**GIVEN PROBLEM**: Reproduce the lines of the entries below verbatim, beginning with the line that contains "Indicate the blue plastic" and continuing through the line that contains "x=169, y=328", with both of those lines included.

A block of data
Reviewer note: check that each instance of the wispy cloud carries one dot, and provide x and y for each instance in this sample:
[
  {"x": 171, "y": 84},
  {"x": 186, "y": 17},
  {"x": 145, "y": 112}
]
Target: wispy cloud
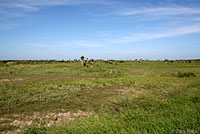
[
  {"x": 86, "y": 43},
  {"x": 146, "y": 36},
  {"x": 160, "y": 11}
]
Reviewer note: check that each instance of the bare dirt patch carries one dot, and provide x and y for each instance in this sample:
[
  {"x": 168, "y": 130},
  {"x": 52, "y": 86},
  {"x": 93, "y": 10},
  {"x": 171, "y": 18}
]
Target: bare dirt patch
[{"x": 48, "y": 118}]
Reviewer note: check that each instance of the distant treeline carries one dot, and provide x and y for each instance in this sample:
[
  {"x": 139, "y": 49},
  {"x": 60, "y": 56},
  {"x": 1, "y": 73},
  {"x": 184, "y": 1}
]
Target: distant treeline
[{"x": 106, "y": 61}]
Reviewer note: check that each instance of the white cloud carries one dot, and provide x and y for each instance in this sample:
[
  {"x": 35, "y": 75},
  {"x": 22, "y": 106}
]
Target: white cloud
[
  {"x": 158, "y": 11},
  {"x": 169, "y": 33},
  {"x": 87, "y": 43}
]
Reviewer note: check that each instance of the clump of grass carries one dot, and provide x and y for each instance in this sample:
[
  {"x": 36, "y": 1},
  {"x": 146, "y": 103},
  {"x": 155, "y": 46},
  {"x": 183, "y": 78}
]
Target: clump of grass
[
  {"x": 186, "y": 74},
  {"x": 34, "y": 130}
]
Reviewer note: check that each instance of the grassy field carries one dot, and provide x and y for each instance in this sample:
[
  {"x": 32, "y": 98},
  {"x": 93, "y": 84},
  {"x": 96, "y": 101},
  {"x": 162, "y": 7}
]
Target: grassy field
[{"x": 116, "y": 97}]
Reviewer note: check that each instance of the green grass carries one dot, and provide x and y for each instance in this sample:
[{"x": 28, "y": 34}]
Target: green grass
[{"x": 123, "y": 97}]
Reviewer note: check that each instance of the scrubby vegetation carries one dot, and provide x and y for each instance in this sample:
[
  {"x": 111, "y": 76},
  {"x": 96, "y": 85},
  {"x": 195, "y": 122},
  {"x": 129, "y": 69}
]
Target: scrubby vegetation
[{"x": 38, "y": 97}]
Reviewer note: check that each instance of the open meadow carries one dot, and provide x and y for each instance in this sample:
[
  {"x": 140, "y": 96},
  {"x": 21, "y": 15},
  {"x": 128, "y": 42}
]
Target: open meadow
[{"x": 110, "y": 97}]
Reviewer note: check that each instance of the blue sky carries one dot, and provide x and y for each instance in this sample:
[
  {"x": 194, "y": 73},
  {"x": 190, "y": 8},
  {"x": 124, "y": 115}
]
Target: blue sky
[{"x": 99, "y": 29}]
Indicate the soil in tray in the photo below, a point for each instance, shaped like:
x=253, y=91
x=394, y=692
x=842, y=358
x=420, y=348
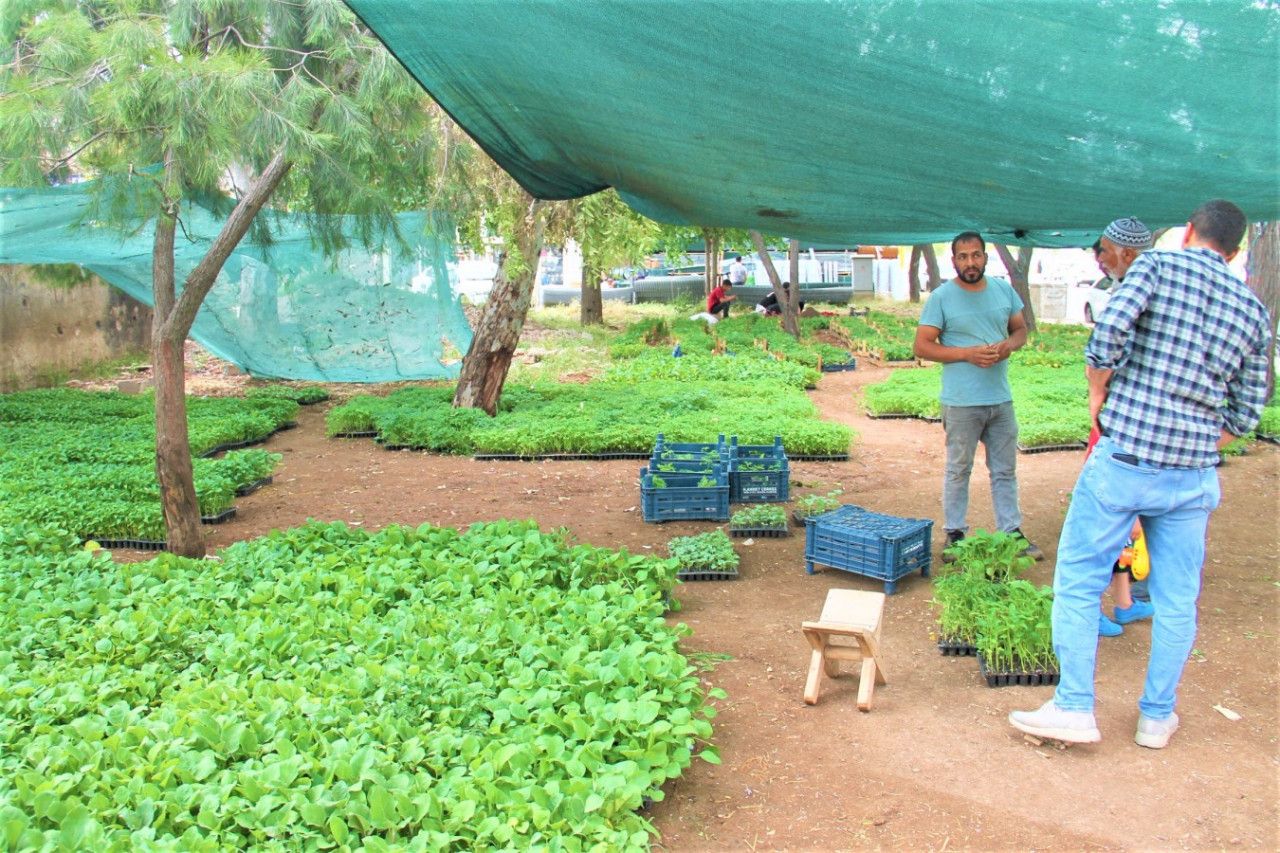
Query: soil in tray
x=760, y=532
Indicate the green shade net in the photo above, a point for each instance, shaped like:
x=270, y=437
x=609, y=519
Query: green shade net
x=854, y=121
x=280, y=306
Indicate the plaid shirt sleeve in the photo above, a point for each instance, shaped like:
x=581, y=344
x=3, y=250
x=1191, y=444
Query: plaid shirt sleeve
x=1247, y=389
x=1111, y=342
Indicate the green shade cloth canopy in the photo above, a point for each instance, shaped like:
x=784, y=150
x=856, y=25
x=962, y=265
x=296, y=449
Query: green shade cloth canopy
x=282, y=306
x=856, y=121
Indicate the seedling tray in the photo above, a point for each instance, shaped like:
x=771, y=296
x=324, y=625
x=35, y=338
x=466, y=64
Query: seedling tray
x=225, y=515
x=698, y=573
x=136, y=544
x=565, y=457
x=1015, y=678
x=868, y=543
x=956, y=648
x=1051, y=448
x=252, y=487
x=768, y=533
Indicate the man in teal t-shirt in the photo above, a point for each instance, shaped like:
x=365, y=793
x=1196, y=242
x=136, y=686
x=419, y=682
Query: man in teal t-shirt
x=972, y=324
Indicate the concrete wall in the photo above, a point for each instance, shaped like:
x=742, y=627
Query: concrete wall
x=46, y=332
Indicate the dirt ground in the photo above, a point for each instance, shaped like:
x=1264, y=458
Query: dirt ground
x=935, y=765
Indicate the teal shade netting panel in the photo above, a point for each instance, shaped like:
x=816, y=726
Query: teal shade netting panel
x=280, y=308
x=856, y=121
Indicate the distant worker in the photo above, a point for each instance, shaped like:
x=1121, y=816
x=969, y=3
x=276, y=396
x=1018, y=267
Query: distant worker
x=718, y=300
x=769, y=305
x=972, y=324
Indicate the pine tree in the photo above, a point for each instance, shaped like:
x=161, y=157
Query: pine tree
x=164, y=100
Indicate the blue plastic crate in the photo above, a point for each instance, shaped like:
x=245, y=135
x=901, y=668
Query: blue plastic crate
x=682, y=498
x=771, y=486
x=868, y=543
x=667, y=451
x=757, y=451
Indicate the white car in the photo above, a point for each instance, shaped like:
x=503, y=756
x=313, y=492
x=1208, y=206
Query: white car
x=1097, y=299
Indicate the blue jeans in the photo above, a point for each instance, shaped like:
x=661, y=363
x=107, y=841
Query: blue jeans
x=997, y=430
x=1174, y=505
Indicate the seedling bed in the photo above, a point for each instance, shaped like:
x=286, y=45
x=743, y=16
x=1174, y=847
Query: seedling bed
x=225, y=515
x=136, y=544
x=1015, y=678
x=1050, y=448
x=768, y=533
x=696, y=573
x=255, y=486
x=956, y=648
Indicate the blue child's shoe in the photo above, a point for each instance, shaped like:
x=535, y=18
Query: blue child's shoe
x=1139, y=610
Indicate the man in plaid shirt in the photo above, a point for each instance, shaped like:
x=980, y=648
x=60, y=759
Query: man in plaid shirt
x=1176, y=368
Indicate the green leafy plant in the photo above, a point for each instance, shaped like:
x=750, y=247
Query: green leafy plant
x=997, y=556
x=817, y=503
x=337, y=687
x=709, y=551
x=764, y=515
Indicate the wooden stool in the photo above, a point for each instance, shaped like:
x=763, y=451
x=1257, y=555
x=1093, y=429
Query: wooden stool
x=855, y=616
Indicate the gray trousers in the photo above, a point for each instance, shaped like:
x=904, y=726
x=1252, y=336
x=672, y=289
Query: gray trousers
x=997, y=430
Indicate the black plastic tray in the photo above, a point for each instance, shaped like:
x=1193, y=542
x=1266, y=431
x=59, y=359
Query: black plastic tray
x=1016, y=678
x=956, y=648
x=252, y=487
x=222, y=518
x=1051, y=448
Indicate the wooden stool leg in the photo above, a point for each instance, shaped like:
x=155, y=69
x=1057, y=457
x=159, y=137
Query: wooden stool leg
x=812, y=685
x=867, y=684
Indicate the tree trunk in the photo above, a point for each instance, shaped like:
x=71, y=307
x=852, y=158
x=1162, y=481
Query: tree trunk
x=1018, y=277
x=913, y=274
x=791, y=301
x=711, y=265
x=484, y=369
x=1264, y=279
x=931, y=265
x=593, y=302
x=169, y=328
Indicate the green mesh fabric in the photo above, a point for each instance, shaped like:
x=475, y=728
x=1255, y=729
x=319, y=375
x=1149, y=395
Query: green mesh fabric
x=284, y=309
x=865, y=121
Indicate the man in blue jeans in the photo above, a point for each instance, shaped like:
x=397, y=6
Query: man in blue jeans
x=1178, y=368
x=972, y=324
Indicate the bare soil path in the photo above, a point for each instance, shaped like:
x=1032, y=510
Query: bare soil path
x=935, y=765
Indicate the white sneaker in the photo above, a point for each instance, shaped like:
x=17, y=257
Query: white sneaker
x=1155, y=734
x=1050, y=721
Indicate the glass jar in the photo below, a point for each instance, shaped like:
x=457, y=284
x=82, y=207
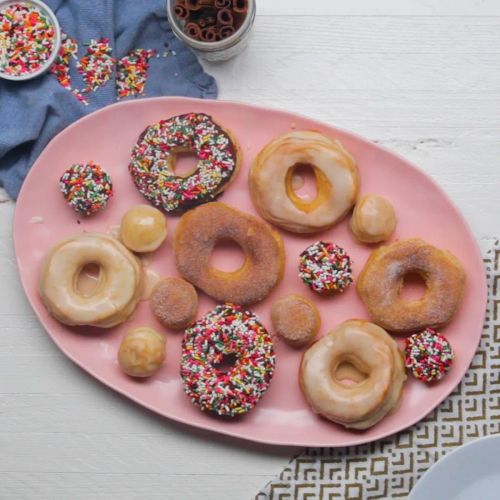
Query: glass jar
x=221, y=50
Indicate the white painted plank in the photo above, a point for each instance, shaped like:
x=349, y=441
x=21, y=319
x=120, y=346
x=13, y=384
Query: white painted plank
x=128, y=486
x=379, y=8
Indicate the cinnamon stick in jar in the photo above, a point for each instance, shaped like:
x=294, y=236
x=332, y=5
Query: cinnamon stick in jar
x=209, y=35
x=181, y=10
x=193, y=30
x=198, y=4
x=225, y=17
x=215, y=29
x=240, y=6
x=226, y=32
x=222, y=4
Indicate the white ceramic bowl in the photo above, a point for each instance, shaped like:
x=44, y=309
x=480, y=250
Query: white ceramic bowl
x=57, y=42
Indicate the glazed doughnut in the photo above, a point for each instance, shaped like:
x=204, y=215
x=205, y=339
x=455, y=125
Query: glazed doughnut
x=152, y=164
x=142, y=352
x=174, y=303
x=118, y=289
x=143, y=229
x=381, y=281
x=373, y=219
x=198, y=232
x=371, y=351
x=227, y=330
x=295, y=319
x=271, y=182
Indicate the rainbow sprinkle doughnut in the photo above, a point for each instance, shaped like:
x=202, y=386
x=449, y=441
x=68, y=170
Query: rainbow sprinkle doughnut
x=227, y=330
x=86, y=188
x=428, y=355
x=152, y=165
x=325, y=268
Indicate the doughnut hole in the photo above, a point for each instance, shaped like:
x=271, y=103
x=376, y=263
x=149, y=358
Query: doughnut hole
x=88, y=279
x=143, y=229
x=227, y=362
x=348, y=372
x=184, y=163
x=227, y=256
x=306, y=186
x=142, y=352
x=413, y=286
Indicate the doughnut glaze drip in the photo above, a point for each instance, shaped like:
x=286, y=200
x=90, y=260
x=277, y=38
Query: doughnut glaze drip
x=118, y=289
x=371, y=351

**ANSWER TO THE EXERCISE**:
Indicate the blue plastic crate in the photo above, a point for each instance, shaped like:
x=245, y=135
x=901, y=668
Query: blue plastic crate
x=682, y=498
x=771, y=486
x=868, y=543
x=667, y=451
x=757, y=451
Indicate the white car in the photo above, a point for each instance, shaped like:
x=503, y=756
x=313, y=492
x=1208, y=206
Query: white car
x=1097, y=299
Indicate the blue jeans in the photo above, a point for each instance, shaped like:
x=661, y=363
x=107, y=841
Query: blue jeans
x=997, y=430
x=1174, y=505
Indicate the seedling bed in the photo above, a point for each instance, shaped like:
x=286, y=45
x=743, y=16
x=1174, y=847
Query: seedling bed
x=225, y=515
x=136, y=544
x=1015, y=678
x=1050, y=448
x=768, y=533
x=696, y=573
x=255, y=486
x=956, y=648
Indicate the blue child's shoe in the photo above, a point for each instance, shaped like:
x=535, y=18
Query: blue child's shoe
x=1139, y=610
Indicate the man in plaid shirt in the photo above, a point for each instance, shaped like:
x=980, y=648
x=60, y=759
Query: man in plaid shirt
x=1176, y=368
Indicate the green leafy plant in the photo above, a point for each instance, shaped like:
x=750, y=247
Query: green leafy plant
x=997, y=556
x=817, y=503
x=337, y=687
x=709, y=551
x=764, y=515
Indicate the wooden stool in the photo above, a point for each instance, shaped like:
x=763, y=451
x=1257, y=555
x=1093, y=429
Query: wooden stool
x=855, y=616
Indicate the gray trousers in the photo above, a point for each instance, shaped like:
x=904, y=726
x=1252, y=336
x=672, y=289
Query: gray trousers
x=997, y=430
Indicate the black plastic tray in the photo above, a point for each instance, shaped like:
x=1193, y=542
x=1266, y=431
x=59, y=359
Query: black plastic tray
x=1016, y=678
x=956, y=648
x=252, y=487
x=222, y=518
x=1051, y=448
Indicate the wooden stool leg in the photo above, a point for each instance, shaped like:
x=155, y=69
x=1057, y=457
x=159, y=137
Query: wooden stool leg
x=812, y=685
x=867, y=684
Indicate the tree trunk in the photo above, a point for each instance, shaped like:
x=71, y=307
x=852, y=158
x=1162, y=481
Query: tree trunk
x=1018, y=277
x=913, y=274
x=791, y=301
x=711, y=265
x=484, y=369
x=1264, y=279
x=931, y=265
x=593, y=302
x=169, y=328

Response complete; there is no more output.